═════ Page excerpt ═════

The family of Manuel Ellis, a Black man killed by police two years ago as he pleaded for breath, has reached a $4 million proposed settlement with one of the two government agencies it named in a wrongful death lawsuit.
The Pierce County Council is scheduled to vote Tuesday on whether to approve the settlement, The News Tribune reported.
Ellis’ sister, Monet Carter-Mixon, and mother, Marcia Carter, continue to pursue their federal civil rights and wrongful death lawsuit against the city of Tacoma and against several individual officers, some of whom have been charged criminally.
Ellis, 33, died March 3, 2020, just weeks before George Floyd’s death triggered a nationwide reckoning on race and policing. Police stopped him while he was walking home from a convenience store with a box of doughnuts and a bottle of water.

═════

Exercise tasks |
a) In the news report, what was Ellis carrying when police stopped him?
b) Please reproduce the part of the news report that opens with the words containing "The Pierce County" and closes with "bottle of water.".
The rows after this point come from another source.

═════ Study material ═════

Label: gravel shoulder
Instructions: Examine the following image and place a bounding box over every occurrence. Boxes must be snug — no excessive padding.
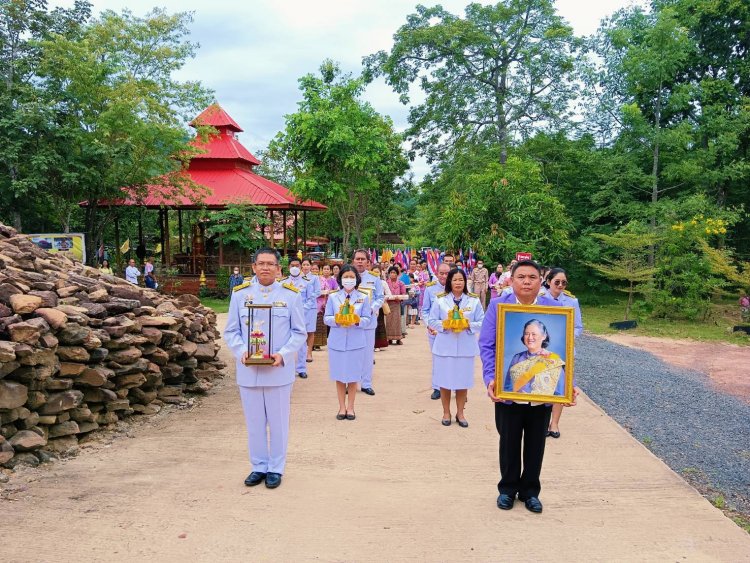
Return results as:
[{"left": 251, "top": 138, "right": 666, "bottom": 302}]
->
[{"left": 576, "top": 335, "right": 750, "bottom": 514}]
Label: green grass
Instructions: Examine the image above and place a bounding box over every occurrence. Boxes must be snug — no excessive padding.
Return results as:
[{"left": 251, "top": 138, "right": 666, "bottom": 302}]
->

═════
═════ Study material ═════

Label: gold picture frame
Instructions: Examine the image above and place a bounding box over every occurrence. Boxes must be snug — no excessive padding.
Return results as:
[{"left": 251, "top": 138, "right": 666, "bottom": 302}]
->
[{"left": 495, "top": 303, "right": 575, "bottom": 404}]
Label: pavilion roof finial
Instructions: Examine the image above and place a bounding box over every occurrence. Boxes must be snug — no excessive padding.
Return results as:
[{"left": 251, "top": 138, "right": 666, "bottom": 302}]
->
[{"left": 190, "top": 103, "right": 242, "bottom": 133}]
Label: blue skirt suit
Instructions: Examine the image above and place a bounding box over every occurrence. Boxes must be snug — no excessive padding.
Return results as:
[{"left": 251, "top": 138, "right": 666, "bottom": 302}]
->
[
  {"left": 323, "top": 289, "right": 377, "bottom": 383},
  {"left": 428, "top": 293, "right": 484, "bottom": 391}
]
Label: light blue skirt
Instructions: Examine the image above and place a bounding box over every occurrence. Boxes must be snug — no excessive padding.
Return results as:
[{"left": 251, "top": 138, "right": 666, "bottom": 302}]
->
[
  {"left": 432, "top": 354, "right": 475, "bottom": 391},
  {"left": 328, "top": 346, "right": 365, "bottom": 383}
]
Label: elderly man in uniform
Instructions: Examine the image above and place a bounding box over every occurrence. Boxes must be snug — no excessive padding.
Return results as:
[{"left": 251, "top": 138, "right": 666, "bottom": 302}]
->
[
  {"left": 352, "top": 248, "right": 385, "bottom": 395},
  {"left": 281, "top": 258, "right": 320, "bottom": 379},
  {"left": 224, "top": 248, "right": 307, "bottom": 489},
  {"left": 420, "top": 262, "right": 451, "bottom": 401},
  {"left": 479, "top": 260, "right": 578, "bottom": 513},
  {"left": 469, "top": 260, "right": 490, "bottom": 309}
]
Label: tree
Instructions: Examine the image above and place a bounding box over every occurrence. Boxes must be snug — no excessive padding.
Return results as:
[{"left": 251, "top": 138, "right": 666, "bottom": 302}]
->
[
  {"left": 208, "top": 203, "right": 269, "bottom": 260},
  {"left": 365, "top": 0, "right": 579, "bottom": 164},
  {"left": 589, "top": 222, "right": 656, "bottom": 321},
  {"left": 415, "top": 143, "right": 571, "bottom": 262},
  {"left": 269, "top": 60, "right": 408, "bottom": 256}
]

═════

Solutions to the tasks |
a) A box of doughnuts and a bottle of water.

b)
The Pierce County Council is scheduled to vote Tuesday on whether to approve the settlement, The News Tribune reported.
Ellis’ sister, Monet Carter-Mixon, and mother, Marcia Carter, continue to pursue their federal civil rights and wrongful death lawsuit against the city of Tacoma and against several individual officers, some of whom have been charged criminally.
Ellis, 33, died March 3, 2020, just weeks before George Floyd’s death triggered a nationwide reckoning on race and policing. Police stopped him while he was walking home from a convenience store with a box of doughnuts and a bottle of water.